Render every line of the material below as a Markdown table with the columns "Row" and "Line", numbering the rows in order and omitting blank lines.

-- Start DATA SECTION --

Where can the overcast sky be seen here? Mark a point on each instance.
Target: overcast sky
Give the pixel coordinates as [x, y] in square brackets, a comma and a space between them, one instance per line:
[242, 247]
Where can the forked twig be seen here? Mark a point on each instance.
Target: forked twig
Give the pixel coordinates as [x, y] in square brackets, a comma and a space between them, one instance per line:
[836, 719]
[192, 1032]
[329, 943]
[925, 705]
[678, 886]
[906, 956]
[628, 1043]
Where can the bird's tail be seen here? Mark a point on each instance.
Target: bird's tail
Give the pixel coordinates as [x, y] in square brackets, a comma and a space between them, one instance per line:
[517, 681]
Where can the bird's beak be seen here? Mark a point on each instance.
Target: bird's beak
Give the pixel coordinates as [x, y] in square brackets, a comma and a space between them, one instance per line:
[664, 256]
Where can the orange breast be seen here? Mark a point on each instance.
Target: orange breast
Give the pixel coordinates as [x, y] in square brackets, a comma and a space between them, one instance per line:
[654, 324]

-- End DATA SECTION --

▶ **RESULT OF THIS EXERCISE**:
| Row | Line |
|---|---|
| 1 | Where can the overcast sky be seen here? Mark a point on each instance. |
| 2 | Target: overcast sky |
| 3 | Give the pixel coordinates as [x, y] in square brackets, a comma and a space between them, one instance per line: |
| 4 | [242, 247] |
| 5 | Where can the forked twig be seen here? Mark a point on each instance. |
| 6 | Target: forked twig |
| 7 | Give the pixel coordinates as [x, y] in square brackets, a comma and a space between them, one instance per line: |
| 8 | [836, 719] |
| 9 | [192, 1032] |
| 10 | [329, 943] |
| 11 | [925, 705] |
| 12 | [678, 886] |
| 13 | [906, 956] |
| 14 | [628, 1043] |
| 15 | Where can the bird's tail be seen here? Mark a point on each instance. |
| 16 | Target: bird's tail |
| 17 | Give the pixel coordinates as [x, y] in square brackets, a comma and a space between them, one instance per line: |
| 18 | [517, 681] |
| 19 | Where can the bird's beak be seen here? Mark a point on each instance. |
| 20 | Target: bird's beak |
| 21 | Give the pixel coordinates as [x, y] in square brackets, a comma and a space between them, one instance per line: |
| 22 | [664, 256] |
| 23 | Where can the orange breast be seen here? Mark a point on each instance. |
| 24 | Target: orange breast |
| 25 | Give the pixel coordinates as [x, y] in square brackets, a comma and a space between them, one instance per line: |
| 26 | [654, 324] |